Stored items
# # #

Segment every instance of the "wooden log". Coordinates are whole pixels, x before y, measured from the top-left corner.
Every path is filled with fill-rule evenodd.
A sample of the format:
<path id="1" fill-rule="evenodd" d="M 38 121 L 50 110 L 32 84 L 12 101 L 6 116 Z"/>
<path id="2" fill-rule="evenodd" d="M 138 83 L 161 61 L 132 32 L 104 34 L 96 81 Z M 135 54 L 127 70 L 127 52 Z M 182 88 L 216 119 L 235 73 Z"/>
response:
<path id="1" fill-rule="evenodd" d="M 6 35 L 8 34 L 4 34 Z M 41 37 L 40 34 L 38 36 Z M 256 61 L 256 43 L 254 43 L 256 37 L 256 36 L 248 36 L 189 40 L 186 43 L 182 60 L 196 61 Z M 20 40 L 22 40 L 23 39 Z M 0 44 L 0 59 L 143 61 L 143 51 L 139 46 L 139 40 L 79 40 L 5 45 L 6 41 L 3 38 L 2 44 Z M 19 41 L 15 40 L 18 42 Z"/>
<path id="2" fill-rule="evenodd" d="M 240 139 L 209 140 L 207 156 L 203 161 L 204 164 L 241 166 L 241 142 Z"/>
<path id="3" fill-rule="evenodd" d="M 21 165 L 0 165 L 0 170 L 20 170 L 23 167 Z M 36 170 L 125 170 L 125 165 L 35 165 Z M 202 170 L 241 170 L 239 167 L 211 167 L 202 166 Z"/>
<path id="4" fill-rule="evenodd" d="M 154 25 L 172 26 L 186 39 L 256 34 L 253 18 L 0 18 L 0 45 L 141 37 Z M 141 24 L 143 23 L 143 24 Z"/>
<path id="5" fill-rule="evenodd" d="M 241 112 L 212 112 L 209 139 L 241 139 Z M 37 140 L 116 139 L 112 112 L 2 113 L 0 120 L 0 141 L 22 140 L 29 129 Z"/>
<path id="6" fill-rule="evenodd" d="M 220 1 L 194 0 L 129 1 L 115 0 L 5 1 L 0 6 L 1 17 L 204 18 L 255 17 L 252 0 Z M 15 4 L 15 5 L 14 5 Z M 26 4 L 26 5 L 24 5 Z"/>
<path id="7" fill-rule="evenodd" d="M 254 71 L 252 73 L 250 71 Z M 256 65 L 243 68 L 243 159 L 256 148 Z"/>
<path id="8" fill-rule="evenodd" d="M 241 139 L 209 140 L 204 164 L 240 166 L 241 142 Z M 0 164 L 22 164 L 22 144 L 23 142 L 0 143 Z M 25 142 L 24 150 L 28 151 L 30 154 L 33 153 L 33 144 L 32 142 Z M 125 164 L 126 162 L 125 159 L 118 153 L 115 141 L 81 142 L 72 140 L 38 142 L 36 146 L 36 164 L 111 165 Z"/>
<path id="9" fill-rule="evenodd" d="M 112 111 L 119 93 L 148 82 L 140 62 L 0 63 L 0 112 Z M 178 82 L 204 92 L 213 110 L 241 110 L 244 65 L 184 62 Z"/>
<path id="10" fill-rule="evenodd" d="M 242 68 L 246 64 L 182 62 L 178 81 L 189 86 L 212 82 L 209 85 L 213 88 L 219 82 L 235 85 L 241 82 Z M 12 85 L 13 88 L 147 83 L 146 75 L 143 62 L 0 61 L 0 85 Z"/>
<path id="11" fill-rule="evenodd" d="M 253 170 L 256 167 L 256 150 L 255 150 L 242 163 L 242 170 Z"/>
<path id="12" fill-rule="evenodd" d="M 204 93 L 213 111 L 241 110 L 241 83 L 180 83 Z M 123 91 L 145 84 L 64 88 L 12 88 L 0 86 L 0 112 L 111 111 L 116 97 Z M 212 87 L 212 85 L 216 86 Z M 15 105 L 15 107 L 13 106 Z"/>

# # #

▶ [REQUEST]: Select and copy every line of the items above that contains the string "instance". Case counts.

▶ [RESPONSE]:
Segment every instance of the "wooden log". Coordinates are whole pixels, x before y, measured from the top-left corner.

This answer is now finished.